Reading text:
-- Start --

Trying To Time The Real Estate Market? Don’t.

by Tyler Osby on August 19, 2008

Timing The Market

Trying To Time The Real Estate Market?

Don’t.  You may think that you’re going to get a home while it’s at the ‘bottom’.  Here’s the thing though, are you considering what your overall cost of ownership would be?  More importantly, do you know what is going on in the mortgage market today that will impact you 60 days, 120 days or 12 months from now?  If you don’t, step back and listen.  You may think you get the real estate market, but I’d be willing to bet you don’t know what’s happening in the mortgage market.

So What’s Up?

-- End --

Given records:
-- Start --

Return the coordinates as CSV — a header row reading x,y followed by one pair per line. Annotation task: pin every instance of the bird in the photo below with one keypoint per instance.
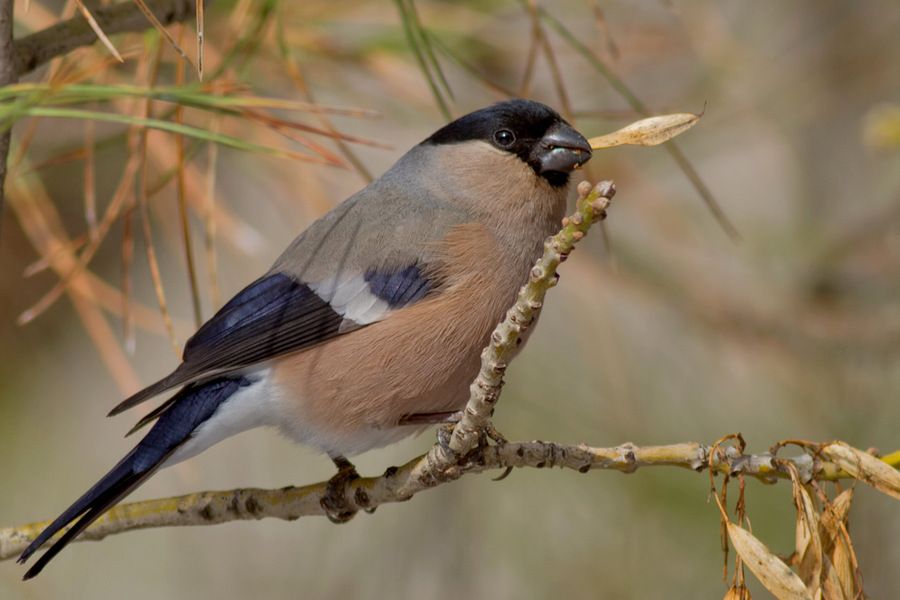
x,y
369,326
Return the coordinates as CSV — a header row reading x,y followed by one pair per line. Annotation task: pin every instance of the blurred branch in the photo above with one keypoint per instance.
x,y
7,76
464,447
398,484
34,50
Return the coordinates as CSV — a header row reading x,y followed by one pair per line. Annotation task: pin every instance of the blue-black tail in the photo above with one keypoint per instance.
x,y
190,407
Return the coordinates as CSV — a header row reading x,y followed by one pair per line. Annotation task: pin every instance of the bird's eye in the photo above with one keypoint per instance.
x,y
504,137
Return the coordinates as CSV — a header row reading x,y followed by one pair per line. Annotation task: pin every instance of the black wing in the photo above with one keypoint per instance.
x,y
275,315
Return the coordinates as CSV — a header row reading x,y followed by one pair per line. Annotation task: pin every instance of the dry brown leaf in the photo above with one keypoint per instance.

-- End --

Brief A:
Answer these questions from the real estate article:
(i) Who wrote it, and on what date?
(ii) What three time spans does it give for when mortgage market events might affect the reader?
(iii) Which market does the writer bet the reader doesn't understand?
Brief B: In the records, start with the line containing "of the black" and continue through the end of the records. Write those lines out again, with 43 added to every coordinate value in the answers.

Worked solution A:
(i) Tyler Osby, on August 19, 2008
(ii) 60 days, 120 days, and 12 months from now
(iii) The mortgage market

Worked solution B:
Return the coordinates as CSV — a header row reading x,y followed by one pair per line. Annotation task: pin every instance of the black wing in the photo above with one keypoint per instance.
x,y
318,358
Return the coordinates as CSV — a header row reading x,y followed by one pair per line. Annotation task: pin every instance of the dry brown leaf in the photo above with one keypoint per instance.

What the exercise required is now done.